• [Source document]:
────────────────────────────────────────

4.3.4 Correlation and Linear Regression

Correlation is used to determine if a linear relationship exists between two quantitative variables. Linear correlation is a measure of the degree to which an increase or decrease in one continuous variable is associated with a proportional increase or decrease in a second continuous variable [6]. In other words, can the relationship between two variables be described by a straight line? For example, consider a scatterplot depicting the hemoglobin A1c and serum glucose in ten patients with diabetes mellitus. If every point falls on a straight line, the two variables are perfectly correlated. The Pearson correlation coefficient (r) can be used to calculate the strength of a relationship and ranges from −1 to +1. A value of 0 represents no correlation, −1 represents perfect negative correlation, and +1 represents perfect positive correlation between two variables. The Pearson’s correlation coefficient can be calculated for any dataset, but it is more meaningful if the two variables are normally distributed.

Linear regression allows investigators to analyze the relationship between two or more continuous variables when one variable depends on the others and allows investigators to predict one variable given the value of the other variables [3]. For example, investigators were interested in the relationship between height and forced expiratory volume (FEV) in children. Using linear regression, it was found that FEV = −6.07 + (0.14 × height). Using this equation, the predicted FEV for a five foot (60″) child would be 2.34 l (−6.06 + 0.14 × 60). Of note, when performing multivariate analysis (i.e., more than two variables are included in the model), the number of covariates used in the model depends on the sample size. Ideally the sample size should exceed ten times the number of independent variables. For example, if the sample size in a study is 100, no more than ten independent variables should be included in the linear regression model. If too many independent variables are included in the model, investigators run the risk of overfitting the data. The same is also true for small sample size. Also, assumptions must be met in order to utilize linear regression models. They are as follows: the sample must be randomly selected, X and Y are normally distributed, and the Y values are independent of each other (i.e., not correlated).

────────────────────────────────────────

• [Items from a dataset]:
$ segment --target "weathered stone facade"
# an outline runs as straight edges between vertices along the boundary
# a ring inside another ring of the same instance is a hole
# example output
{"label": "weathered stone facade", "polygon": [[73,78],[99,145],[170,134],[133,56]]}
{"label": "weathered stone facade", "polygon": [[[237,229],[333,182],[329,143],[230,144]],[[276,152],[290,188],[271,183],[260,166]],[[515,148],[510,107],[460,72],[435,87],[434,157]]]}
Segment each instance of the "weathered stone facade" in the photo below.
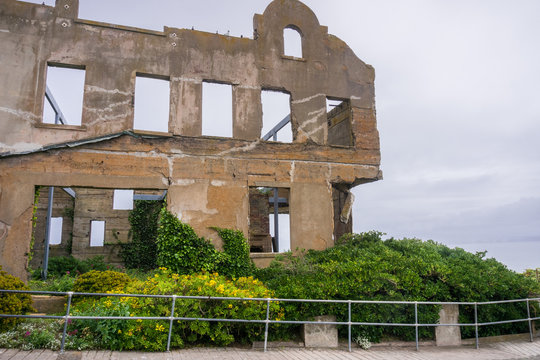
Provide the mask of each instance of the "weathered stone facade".
{"label": "weathered stone facade", "polygon": [[[285,28],[302,58],[284,55]],[[287,188],[291,248],[324,249],[333,187],[381,178],[373,68],[299,1],[271,2],[249,39],[82,20],[78,0],[4,0],[0,49],[0,264],[16,276],[36,186],[168,190],[169,209],[214,241],[211,226],[248,234],[250,187]],[[80,126],[42,121],[48,65],[85,69]],[[169,81],[168,132],[133,131],[138,74]],[[203,81],[232,86],[232,138],[202,136]],[[262,90],[290,94],[292,143],[261,139]],[[346,116],[332,120],[327,98]]]}

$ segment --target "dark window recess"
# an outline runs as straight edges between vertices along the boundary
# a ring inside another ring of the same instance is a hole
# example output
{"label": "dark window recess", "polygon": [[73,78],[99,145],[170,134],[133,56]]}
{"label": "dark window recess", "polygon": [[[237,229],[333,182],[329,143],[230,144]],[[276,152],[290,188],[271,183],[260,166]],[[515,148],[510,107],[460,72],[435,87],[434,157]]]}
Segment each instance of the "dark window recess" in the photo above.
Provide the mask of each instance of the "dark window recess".
{"label": "dark window recess", "polygon": [[[277,202],[274,202],[277,194]],[[288,188],[249,189],[249,245],[251,252],[289,251],[290,219]],[[277,224],[275,222],[277,214]],[[276,232],[277,230],[277,232]],[[275,236],[275,234],[278,236]]]}
{"label": "dark window recess", "polygon": [[328,144],[352,146],[351,103],[349,100],[326,99]]}

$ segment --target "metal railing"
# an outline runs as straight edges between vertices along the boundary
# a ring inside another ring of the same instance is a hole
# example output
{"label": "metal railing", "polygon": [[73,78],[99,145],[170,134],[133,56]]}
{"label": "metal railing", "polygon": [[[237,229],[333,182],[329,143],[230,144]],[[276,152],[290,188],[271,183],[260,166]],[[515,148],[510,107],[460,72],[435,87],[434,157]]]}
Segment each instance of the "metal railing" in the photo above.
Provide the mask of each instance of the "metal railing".
{"label": "metal railing", "polygon": [[[171,336],[174,321],[208,321],[208,322],[237,322],[237,323],[256,323],[265,324],[264,331],[264,351],[267,351],[268,345],[268,328],[270,324],[316,324],[316,325],[344,325],[348,328],[348,350],[352,351],[351,332],[353,326],[403,326],[415,328],[415,343],[416,350],[419,347],[418,329],[420,327],[436,327],[436,326],[470,326],[475,328],[476,348],[479,349],[478,329],[480,326],[509,324],[527,321],[529,324],[530,341],[533,341],[533,321],[540,320],[540,317],[531,317],[531,302],[540,302],[538,298],[516,299],[516,300],[500,300],[500,301],[485,301],[485,302],[432,302],[432,301],[376,301],[376,300],[315,300],[315,299],[279,299],[279,298],[240,298],[240,297],[213,297],[213,296],[180,296],[180,295],[146,295],[146,294],[104,294],[104,293],[81,293],[81,292],[54,292],[54,291],[32,291],[32,290],[3,290],[0,293],[23,293],[34,295],[55,295],[67,296],[67,306],[65,315],[16,315],[16,314],[0,314],[0,318],[42,318],[42,319],[64,319],[64,329],[62,332],[62,342],[60,351],[64,351],[65,340],[67,335],[67,326],[70,320],[85,319],[85,320],[168,320],[169,332],[167,336],[167,351],[170,351]],[[71,303],[73,296],[100,296],[100,297],[139,297],[139,298],[160,298],[171,299],[170,316],[80,316],[70,315]],[[181,317],[174,316],[175,305],[177,299],[190,300],[237,300],[237,301],[259,301],[266,304],[265,319],[222,319],[222,318],[196,318],[196,317]],[[270,303],[272,302],[300,302],[300,303],[332,303],[332,304],[347,304],[348,321],[305,321],[305,320],[271,320],[270,319]],[[478,322],[478,307],[490,304],[506,304],[525,302],[527,306],[527,317],[520,319]],[[414,306],[414,323],[379,323],[379,322],[358,322],[352,321],[352,304],[387,304],[387,305],[411,305]],[[419,323],[418,322],[418,305],[467,305],[474,306],[474,323],[455,323],[455,324],[439,324],[439,323]]]}

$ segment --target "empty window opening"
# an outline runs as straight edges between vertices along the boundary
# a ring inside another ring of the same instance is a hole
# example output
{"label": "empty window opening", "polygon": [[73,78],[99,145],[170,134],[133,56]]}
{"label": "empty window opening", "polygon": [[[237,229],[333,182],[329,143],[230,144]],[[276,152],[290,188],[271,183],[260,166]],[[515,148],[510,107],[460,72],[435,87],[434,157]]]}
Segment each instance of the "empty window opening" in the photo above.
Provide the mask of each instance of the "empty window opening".
{"label": "empty window opening", "polygon": [[46,124],[81,125],[84,69],[47,66],[43,122]]}
{"label": "empty window opening", "polygon": [[327,98],[328,144],[352,146],[351,104],[349,100]]}
{"label": "empty window opening", "polygon": [[291,249],[289,198],[288,188],[249,189],[251,252],[284,252]]}
{"label": "empty window opening", "polygon": [[[37,269],[44,264],[47,232],[52,245],[49,259],[70,255],[78,259],[103,256],[108,264],[128,266],[120,253],[125,247],[119,245],[129,247],[130,243],[135,243],[133,249],[139,246],[138,241],[144,241],[152,249],[158,214],[167,191],[38,186],[33,195],[36,212],[31,249],[34,256],[30,266]],[[132,226],[133,211],[134,221],[144,224],[143,227]],[[49,228],[47,223],[50,223]],[[144,256],[149,259],[152,252]]]}
{"label": "empty window opening", "polygon": [[232,86],[203,82],[202,134],[232,137]]}
{"label": "empty window opening", "polygon": [[302,34],[300,31],[291,27],[283,29],[283,54],[302,58]]}
{"label": "empty window opening", "polygon": [[133,210],[133,190],[114,190],[114,210]]}
{"label": "empty window opening", "polygon": [[169,131],[168,80],[144,75],[135,78],[135,110],[133,128],[157,132]]}
{"label": "empty window opening", "polygon": [[51,218],[51,225],[49,227],[49,245],[60,245],[62,243],[62,222],[63,218],[53,217]]}
{"label": "empty window opening", "polygon": [[90,246],[103,246],[105,244],[105,221],[90,221]]}
{"label": "empty window opening", "polygon": [[263,140],[291,143],[291,96],[283,92],[263,90],[261,102]]}

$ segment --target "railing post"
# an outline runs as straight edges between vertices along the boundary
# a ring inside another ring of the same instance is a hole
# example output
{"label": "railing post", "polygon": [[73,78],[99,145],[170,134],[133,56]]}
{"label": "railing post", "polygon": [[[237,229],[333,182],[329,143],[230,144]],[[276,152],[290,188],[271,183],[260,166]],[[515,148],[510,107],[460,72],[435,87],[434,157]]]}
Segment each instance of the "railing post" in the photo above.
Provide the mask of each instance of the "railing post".
{"label": "railing post", "polygon": [[414,302],[414,331],[416,340],[416,351],[418,351],[418,302]]}
{"label": "railing post", "polygon": [[478,342],[478,303],[474,303],[474,333],[476,337],[476,348],[480,348],[480,344]]}
{"label": "railing post", "polygon": [[351,348],[351,326],[352,326],[352,322],[351,322],[351,300],[349,300],[349,303],[348,303],[348,308],[349,308],[349,352],[352,351],[352,348]]}
{"label": "railing post", "polygon": [[167,337],[167,352],[171,351],[171,335],[172,335],[172,324],[174,319],[174,305],[176,304],[176,295],[172,296],[173,302],[171,305],[171,316],[169,317],[169,336]]}
{"label": "railing post", "polygon": [[266,346],[268,344],[268,322],[270,320],[270,299],[266,299],[266,324],[264,328],[264,352],[266,352]]}
{"label": "railing post", "polygon": [[66,316],[64,316],[64,331],[62,332],[62,344],[60,345],[60,353],[64,352],[64,346],[66,345],[67,323],[69,321],[69,312],[71,310],[71,297],[73,292],[68,292],[68,304],[66,306]]}
{"label": "railing post", "polygon": [[529,319],[529,335],[530,335],[530,338],[531,338],[531,342],[533,342],[531,308],[529,307],[529,299],[527,299],[527,319]]}

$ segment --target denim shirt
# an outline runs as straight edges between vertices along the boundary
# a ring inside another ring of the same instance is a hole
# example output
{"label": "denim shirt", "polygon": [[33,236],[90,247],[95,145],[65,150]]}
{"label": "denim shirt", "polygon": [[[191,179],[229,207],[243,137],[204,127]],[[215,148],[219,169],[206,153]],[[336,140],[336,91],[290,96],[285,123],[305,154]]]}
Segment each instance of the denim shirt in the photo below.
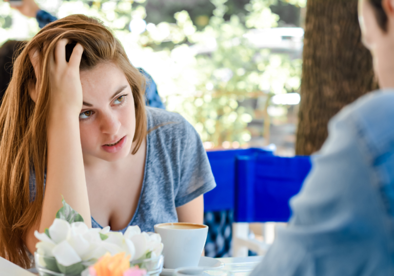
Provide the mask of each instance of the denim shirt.
{"label": "denim shirt", "polygon": [[328,130],[250,276],[394,275],[394,89],[362,97]]}
{"label": "denim shirt", "polygon": [[[53,21],[57,20],[57,18],[48,13],[48,12],[40,10],[37,12],[35,17],[37,22],[38,23],[38,26],[40,28],[44,28],[45,25]],[[142,68],[138,68],[140,71],[144,75],[146,81],[146,86],[145,90],[145,99],[146,100],[146,105],[151,107],[157,107],[165,109],[164,106],[160,96],[157,93],[157,87],[156,83],[152,78],[150,75]]]}

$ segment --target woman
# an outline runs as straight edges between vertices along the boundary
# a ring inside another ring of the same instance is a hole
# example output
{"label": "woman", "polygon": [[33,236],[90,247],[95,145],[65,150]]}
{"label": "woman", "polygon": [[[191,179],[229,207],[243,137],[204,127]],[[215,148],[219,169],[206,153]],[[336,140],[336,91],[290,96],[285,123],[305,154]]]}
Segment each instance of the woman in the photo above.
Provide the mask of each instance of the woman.
{"label": "woman", "polygon": [[[63,195],[93,227],[202,223],[215,184],[180,115],[145,108],[144,78],[97,20],[43,28],[15,61],[0,108],[0,252],[22,266]],[[44,193],[45,190],[45,193]],[[44,195],[42,196],[41,195]]]}
{"label": "woman", "polygon": [[251,276],[394,275],[394,1],[360,0],[382,90],[330,122],[292,216]]}

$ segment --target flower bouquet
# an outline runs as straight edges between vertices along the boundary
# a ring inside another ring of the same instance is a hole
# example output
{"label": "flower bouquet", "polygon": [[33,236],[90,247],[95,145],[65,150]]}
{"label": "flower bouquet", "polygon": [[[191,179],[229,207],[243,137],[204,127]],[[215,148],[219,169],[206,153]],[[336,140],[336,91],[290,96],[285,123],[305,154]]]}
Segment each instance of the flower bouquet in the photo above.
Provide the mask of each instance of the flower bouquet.
{"label": "flower bouquet", "polygon": [[[82,273],[88,275],[89,271],[93,271],[89,270],[89,266],[94,267],[96,263],[102,265],[110,263],[113,268],[118,265],[117,262],[119,266],[123,264],[122,267],[125,268],[125,258],[129,265],[125,271],[130,270],[132,264],[132,266],[136,265],[131,268],[133,273],[140,273],[136,272],[137,268],[145,269],[150,275],[159,275],[161,272],[163,245],[160,235],[141,232],[136,226],[129,226],[124,234],[110,231],[109,226],[102,229],[89,228],[82,216],[64,199],[63,204],[52,225],[44,233],[34,232],[40,241],[36,244],[37,250],[34,253],[36,267],[40,275],[79,276]],[[118,256],[114,262],[108,259],[111,256]],[[98,263],[100,261],[102,263]],[[117,273],[102,274],[102,270],[91,276],[124,276]],[[134,274],[124,275],[134,276]]]}

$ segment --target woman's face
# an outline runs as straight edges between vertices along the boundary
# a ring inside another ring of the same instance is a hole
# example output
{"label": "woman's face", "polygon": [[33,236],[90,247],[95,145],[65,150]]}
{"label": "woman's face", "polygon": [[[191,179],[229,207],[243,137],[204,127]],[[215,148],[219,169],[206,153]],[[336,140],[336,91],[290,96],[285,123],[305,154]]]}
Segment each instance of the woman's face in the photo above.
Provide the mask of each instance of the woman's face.
{"label": "woman's face", "polygon": [[135,132],[131,88],[113,63],[99,64],[80,73],[83,106],[80,115],[84,160],[113,162],[130,153]]}
{"label": "woman's face", "polygon": [[392,0],[385,1],[383,4],[387,14],[387,31],[382,29],[378,23],[373,7],[369,0],[359,0],[359,21],[361,28],[363,43],[371,52],[373,58],[373,69],[381,88],[392,87],[391,80],[394,68],[394,29],[392,15],[394,10]]}

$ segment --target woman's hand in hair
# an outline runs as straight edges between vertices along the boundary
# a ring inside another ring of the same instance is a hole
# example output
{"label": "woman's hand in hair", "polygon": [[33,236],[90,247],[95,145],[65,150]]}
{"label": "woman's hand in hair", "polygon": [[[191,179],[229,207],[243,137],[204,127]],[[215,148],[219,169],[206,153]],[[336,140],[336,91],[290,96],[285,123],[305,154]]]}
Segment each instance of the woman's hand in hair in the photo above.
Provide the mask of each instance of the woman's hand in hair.
{"label": "woman's hand in hair", "polygon": [[77,116],[82,108],[80,64],[84,48],[77,43],[67,62],[66,45],[68,43],[67,39],[60,40],[55,47],[54,54],[50,56],[51,115],[55,115],[57,109],[64,111],[65,108]]}

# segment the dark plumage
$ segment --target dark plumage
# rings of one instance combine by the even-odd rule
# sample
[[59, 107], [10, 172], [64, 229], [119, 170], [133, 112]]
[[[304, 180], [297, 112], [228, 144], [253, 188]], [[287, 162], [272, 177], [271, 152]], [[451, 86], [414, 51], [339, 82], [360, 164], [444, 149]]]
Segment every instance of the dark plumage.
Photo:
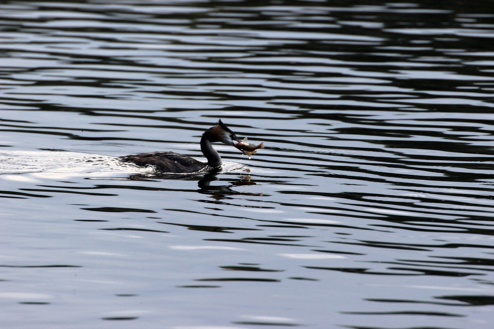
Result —
[[235, 143], [240, 142], [240, 140], [220, 120], [217, 125], [206, 130], [201, 139], [201, 150], [207, 159], [207, 163], [174, 152], [143, 153], [121, 156], [119, 160], [140, 167], [153, 166], [164, 173], [195, 173], [207, 167], [214, 168], [221, 165], [221, 158], [211, 145], [211, 143], [215, 142], [231, 145], [244, 152]]

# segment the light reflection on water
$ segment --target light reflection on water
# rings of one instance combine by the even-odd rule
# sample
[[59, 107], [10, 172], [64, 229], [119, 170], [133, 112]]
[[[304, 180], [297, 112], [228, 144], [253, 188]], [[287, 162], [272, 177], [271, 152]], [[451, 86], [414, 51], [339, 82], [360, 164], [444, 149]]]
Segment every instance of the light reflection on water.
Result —
[[0, 4], [2, 328], [488, 328], [492, 4], [373, 3]]

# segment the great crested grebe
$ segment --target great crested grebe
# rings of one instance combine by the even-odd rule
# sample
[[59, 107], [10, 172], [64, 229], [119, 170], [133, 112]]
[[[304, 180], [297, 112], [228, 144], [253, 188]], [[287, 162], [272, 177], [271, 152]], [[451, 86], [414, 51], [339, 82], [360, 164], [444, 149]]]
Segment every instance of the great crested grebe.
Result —
[[123, 162], [130, 162], [140, 167], [153, 166], [164, 173], [195, 173], [206, 167], [214, 168], [221, 164], [221, 157], [211, 145], [215, 142], [231, 145], [247, 154], [249, 153], [248, 150], [263, 147], [262, 143], [258, 146], [254, 146], [243, 142], [220, 120], [218, 124], [204, 132], [201, 138], [201, 150], [207, 159], [207, 162], [199, 161], [174, 152], [151, 152], [120, 156], [118, 159]]

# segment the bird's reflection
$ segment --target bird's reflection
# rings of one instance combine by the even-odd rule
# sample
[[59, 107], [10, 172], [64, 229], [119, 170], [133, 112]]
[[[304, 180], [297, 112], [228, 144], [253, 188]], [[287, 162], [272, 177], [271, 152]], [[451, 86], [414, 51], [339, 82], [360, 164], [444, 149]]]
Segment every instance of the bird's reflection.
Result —
[[[250, 173], [248, 169], [245, 170], [247, 173]], [[233, 195], [256, 195], [262, 196], [260, 193], [250, 193], [247, 192], [239, 192], [232, 189], [235, 186], [248, 186], [256, 185], [257, 183], [252, 181], [252, 178], [248, 175], [238, 176], [238, 179], [228, 182], [227, 184], [211, 185], [211, 183], [220, 181], [218, 175], [223, 173], [221, 168], [213, 168], [205, 174], [191, 174], [190, 175], [174, 174], [156, 174], [132, 175], [127, 177], [126, 179], [129, 181], [140, 181], [142, 182], [159, 182], [164, 180], [189, 180], [197, 179], [202, 175], [197, 183], [199, 189], [198, 192], [203, 194], [209, 194], [210, 197], [216, 200], [223, 199], [231, 199], [230, 196]]]

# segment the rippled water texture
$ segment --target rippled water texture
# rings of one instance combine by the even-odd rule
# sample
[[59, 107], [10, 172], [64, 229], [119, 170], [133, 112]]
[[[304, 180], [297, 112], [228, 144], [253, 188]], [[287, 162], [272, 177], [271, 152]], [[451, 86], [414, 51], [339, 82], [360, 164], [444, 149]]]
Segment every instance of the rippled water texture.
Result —
[[[493, 1], [6, 0], [0, 24], [2, 328], [492, 328]], [[204, 160], [218, 118], [266, 148], [116, 160]]]

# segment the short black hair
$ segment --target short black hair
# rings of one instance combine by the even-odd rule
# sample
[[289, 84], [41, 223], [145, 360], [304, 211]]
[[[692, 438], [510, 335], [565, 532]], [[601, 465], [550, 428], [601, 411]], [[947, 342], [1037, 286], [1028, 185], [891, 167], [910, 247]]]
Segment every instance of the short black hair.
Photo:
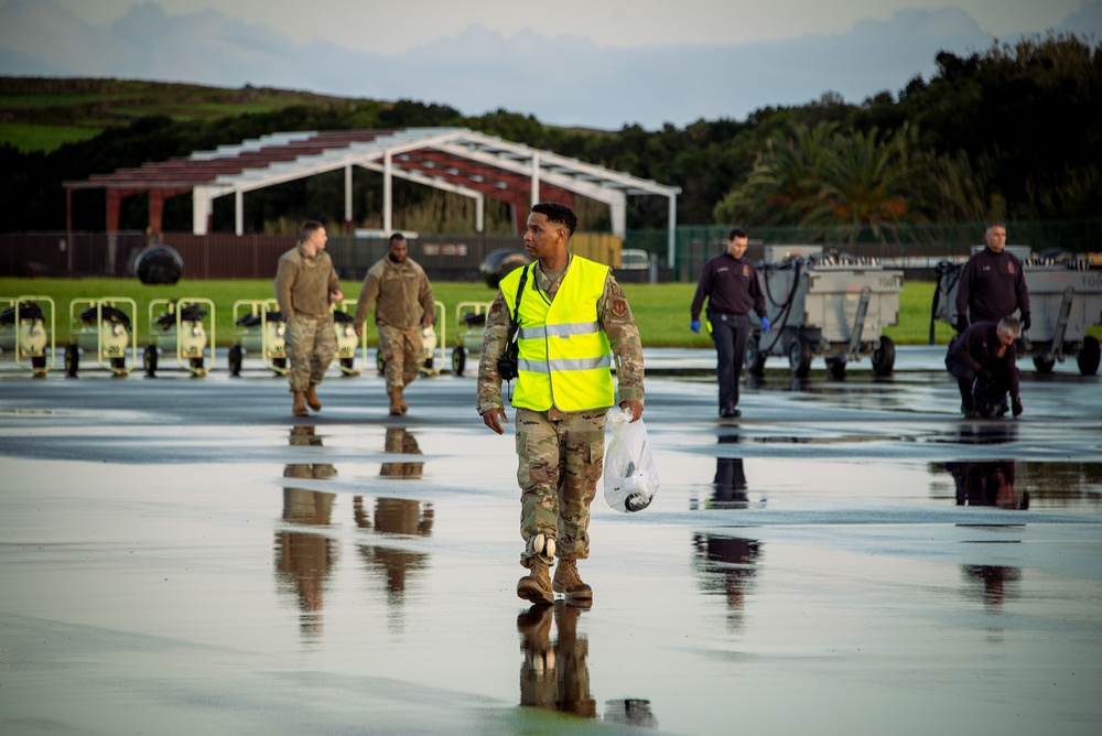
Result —
[[574, 235], [574, 228], [577, 227], [577, 215], [566, 205], [558, 202], [541, 202], [538, 205], [532, 205], [532, 212], [547, 216], [549, 223], [565, 225], [568, 239]]
[[321, 230], [323, 227], [325, 226], [316, 219], [307, 219], [302, 224], [302, 228], [299, 230], [299, 242], [306, 242], [316, 230]]

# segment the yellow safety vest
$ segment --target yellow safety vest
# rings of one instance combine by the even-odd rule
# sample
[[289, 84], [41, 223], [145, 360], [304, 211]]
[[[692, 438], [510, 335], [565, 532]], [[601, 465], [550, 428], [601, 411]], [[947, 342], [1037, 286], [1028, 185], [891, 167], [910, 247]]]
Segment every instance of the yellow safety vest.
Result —
[[[529, 271], [533, 268], [534, 263]], [[516, 311], [522, 271], [515, 269], [500, 282], [510, 314]], [[547, 411], [553, 403], [563, 411], [583, 411], [615, 403], [612, 350], [597, 322], [597, 303], [607, 277], [607, 266], [574, 256], [549, 304], [529, 272], [518, 315], [518, 375], [512, 405]]]

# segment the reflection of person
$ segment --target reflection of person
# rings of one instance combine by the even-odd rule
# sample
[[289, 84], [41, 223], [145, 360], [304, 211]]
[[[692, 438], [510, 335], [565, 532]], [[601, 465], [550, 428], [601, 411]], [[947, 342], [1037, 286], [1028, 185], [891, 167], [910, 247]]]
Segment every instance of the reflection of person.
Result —
[[[723, 435], [720, 444], [738, 442], [738, 435]], [[746, 508], [746, 474], [742, 457], [716, 457], [715, 479], [712, 481], [712, 508]]]
[[[530, 571], [517, 595], [532, 603], [550, 603], [554, 593], [571, 600], [593, 597], [576, 561], [590, 554], [590, 504], [603, 468], [605, 412], [616, 403], [611, 355], [619, 405], [630, 410], [633, 422], [642, 415], [639, 329], [609, 268], [568, 250], [576, 226], [565, 205], [532, 207], [525, 248], [539, 262], [501, 279], [478, 365], [478, 413], [501, 434], [508, 419], [497, 361], [515, 314], [519, 371], [512, 405], [526, 541], [520, 564]], [[557, 554], [552, 583], [548, 567]]]
[[946, 469], [957, 484], [957, 506], [997, 506], [1028, 509], [1029, 494], [1014, 490], [1014, 461], [950, 462]]
[[[557, 638], [549, 642], [554, 611]], [[537, 604], [517, 617], [520, 650], [520, 704], [572, 713], [585, 718], [597, 716], [597, 702], [590, 694], [590, 642], [577, 636], [580, 613], [564, 600], [554, 606]]]
[[[388, 426], [383, 451], [396, 455], [420, 455], [417, 437], [406, 427]], [[383, 463], [379, 475], [387, 478], [420, 478], [424, 463]]]
[[284, 336], [288, 374], [295, 416], [306, 416], [309, 404], [322, 410], [314, 387], [322, 382], [337, 351], [331, 304], [344, 299], [333, 260], [325, 252], [325, 227], [307, 220], [299, 234], [299, 243], [279, 259], [276, 269], [276, 300], [287, 323]]
[[[321, 445], [313, 426], [291, 429], [292, 445]], [[336, 474], [328, 463], [292, 463], [283, 468], [284, 478], [324, 479]], [[283, 520], [310, 527], [327, 527], [333, 512], [334, 494], [323, 494], [295, 486], [283, 487]], [[304, 634], [317, 634], [325, 581], [337, 556], [335, 542], [324, 534], [281, 531], [276, 534], [276, 570], [280, 582], [293, 589]]]
[[1018, 321], [1004, 317], [998, 324], [977, 322], [949, 342], [946, 368], [957, 379], [964, 416], [1002, 416], [1007, 411], [1007, 393], [1014, 415], [1022, 414], [1014, 346], [1019, 334]]
[[424, 269], [409, 257], [401, 232], [390, 236], [390, 252], [367, 271], [356, 301], [353, 325], [364, 335], [364, 321], [375, 304], [391, 415], [404, 414], [403, 391], [417, 378], [424, 362], [423, 331], [436, 321], [436, 302]]
[[695, 534], [693, 566], [701, 585], [709, 592], [722, 592], [733, 624], [739, 625], [746, 593], [749, 592], [761, 544], [755, 539]]
[[724, 252], [704, 264], [696, 284], [696, 294], [689, 307], [690, 327], [700, 332], [700, 312], [707, 300], [707, 318], [715, 344], [716, 380], [720, 383], [720, 416], [741, 416], [738, 379], [746, 359], [746, 340], [750, 335], [749, 311], [761, 317], [761, 329], [769, 332], [765, 296], [758, 284], [754, 262], [744, 258], [747, 236], [735, 228], [727, 238]]
[[1022, 332], [1029, 332], [1029, 289], [1022, 260], [1006, 248], [1006, 225], [991, 223], [987, 247], [972, 256], [957, 289], [957, 332], [976, 322], [998, 322], [1022, 312]]

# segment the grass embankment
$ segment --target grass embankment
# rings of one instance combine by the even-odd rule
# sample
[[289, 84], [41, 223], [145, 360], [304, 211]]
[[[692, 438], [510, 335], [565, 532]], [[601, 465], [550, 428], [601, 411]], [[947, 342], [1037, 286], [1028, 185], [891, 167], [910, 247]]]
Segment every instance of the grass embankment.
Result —
[[[342, 284], [345, 296], [355, 302], [359, 294], [359, 283]], [[642, 343], [648, 347], [709, 347], [711, 340], [703, 334], [689, 331], [689, 304], [692, 302], [695, 284], [624, 284], [631, 310], [635, 312]], [[930, 329], [930, 304], [934, 284], [914, 281], [904, 284], [899, 297], [899, 324], [886, 327], [884, 334], [897, 345], [926, 345]], [[436, 300], [443, 302], [447, 320], [447, 344], [455, 338], [455, 306], [460, 302], [490, 302], [495, 291], [483, 283], [461, 283], [441, 281], [433, 284]], [[13, 299], [23, 295], [44, 295], [56, 305], [56, 333], [58, 345], [69, 338], [69, 303], [76, 299], [129, 297], [134, 300], [138, 311], [138, 344], [144, 345], [149, 335], [149, 303], [154, 299], [209, 299], [215, 304], [215, 337], [219, 346], [233, 344], [234, 303], [238, 300], [264, 300], [272, 297], [272, 282], [269, 280], [237, 281], [181, 281], [171, 286], [147, 286], [137, 279], [11, 279], [0, 278], [0, 297]], [[4, 302], [4, 305], [7, 303]], [[77, 312], [79, 312], [77, 307]], [[129, 307], [127, 307], [129, 309]], [[154, 316], [163, 311], [154, 310]], [[1092, 327], [1092, 335], [1102, 336], [1102, 328]], [[936, 342], [947, 344], [952, 327], [936, 325]], [[368, 343], [375, 345], [375, 331], [368, 331]]]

────────────────────────────────────────

• [Task requirements]:
1. In the text on correlation and linear regression, what range of values does the Pearson correlation coefficient take?
2. List every assumption that the text on correlation and linear regression says must be met to use linear regression models.

• [List of solutions]:
1. It ranges from −1 to +1.

2.
- The sample must be randomly selected.
- X and Y are normally distributed.
- The Y values are independent of each other (not correlated).